#### Extract
╔══

New NSC Director General, Hon Gbenga Elegbeleye
By Tunde Sulaiman
Earlier in the week, Nigeria’s 2008 Beijing Olympics bronze medallist, Chika Chukwumerije, went public with an appeal to the German embassy to grant visas to some of the nation’s taekwondists, who are billed to go to the European country on a training tour.
By doing so Chukwumerije, who was unable to get back on the podium at the last Olympics Games in London due to injury, has inadvertently raised a major issue concerning the issuance of visas to Nigerian sportsmen, women, officials and even we journalists amongst others.
Although the issue as we all know is a very contentious one, especially as it concerns the generality of Nigerians; but for the issue of this piece I will limit it to sports.
Many Nigerians who have tried to secure visas have tales of woe to recount with their experiences at the various embassies in the country, but this is even more harrowing for sports people who by virtue of their abilities have been chosen to represent the country or their clubs for trips abroad, but have often been denied the opportunity to enjoy their God given talents abroad because of denied visas.
On paper they usually all have genuine reasons to be given visas, but the reality is that every embassy has its own yardsticks for determining who gets and who does not – no matter how the applicant sees his/her case.
Yes it is true some embassies can be very fickle (and may even ask for your blood in an effort to ensure that you qualify for their visas!) when it comes to issuing the all-important document but like I said earlier the prerogative to give or nor to give lies with the embassies.
Here I will cite the cases of my experiences at two embassies, whose countries recently hosted the World Cup finals – Germany (in 2006) and Japan (which co-hosted in 2002 with South Korea) to buttress how difficult and frustrating some of them can be.
Of course, in theory once you have been accredited to cover the World Cup as a journalist by world football governing body, FIFA, the embassy procedure should be a done deal. But again that is not the reality on both occasions despite the FIFA accreditation letters; we journalists went through “hell” in trying to secure our visas.
However, in the same breath, Chukwumerije also pointed out the reason why despite securing tune up matches with a number of Germany club sides, a number of the athletes were still denied visas – unscrupulous Nigerians that have used sports for visa-racketeering purposes over the years.
And herein lies the issue at the heart of the problem.
For years this has been a big money-making business for many unscrupulous Nigerians, who were quick to see the “potential” in the “business” before others.

╚══

#### The data

╔══

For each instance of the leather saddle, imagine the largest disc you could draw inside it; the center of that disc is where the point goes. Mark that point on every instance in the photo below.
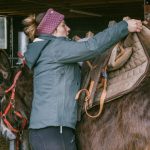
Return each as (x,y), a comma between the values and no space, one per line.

╚══

#### Activities
[A] Answer these questions from the article on sports visas:
(i) At which Olympics did Chika Chukwumerije win a bronze medal?
(ii) What kept him off the podium at the London Olympics?
(iii) Which two countries' embassies does the writer cite from personal experience?
[B] In the article on sports visas, swap "inadvertently" for "unintentionally" and write out the passage from "By doing so" up to and including "journalists amongst others.".
[C] Extend the article on sports visas, continuing on from its final sentence.
The listing has no connection to the article on sports visas.

#### Outputs by task
[A]
(i) The 2008 Beijing Olympics.
(ii) Injury.
(iii) Germany and Japan.

[B]
By doing so Chukwumerije, who was unable to get back on the podium at the last Olympics Games in London due to injury, has unintentionally raised a major issue concerning the issuance of visas to Nigerian sportsmen, women, officials and even we journalists amongst others.

[C]
Sadly, like many things in the country, visa-racketeering started on a small scale but over the years snowballed into a “big business” as more and more people jumped on the gravy train.
Just like cults on school campuses that has assumed a life of its own (with authorities seemingly unable to tame it – I heard it has now spread into secondary schools!), from being the privy of just a few unscrupulous members in the protocol department of the National Sports Commission (NSC) (a probe was set up to root out the trend with some officials sanctioned), it has now spread to associations, clubs and even journalists!
Of course, the effect of this is now clear for everyone to see – the same bad eggs have now infected many other good eggs. Thus, even those with genuine reasons to travel abroad are now finding it increasingly more difficult to do so.
And so as the Hon Gbenga Elegbeleye settles down as the new NSC Director General, one of the areas he has to look into is how to bring sanity to this vital area.
Of course, with entrenched interests and so much money involved I know it will not be easy, but if the new DG is unable to successfully tackle the scourge then the nation will continue to see more and more Nigerian athletes being denied visas, which will only further harm our ability to successfully compete at the very top of world sports.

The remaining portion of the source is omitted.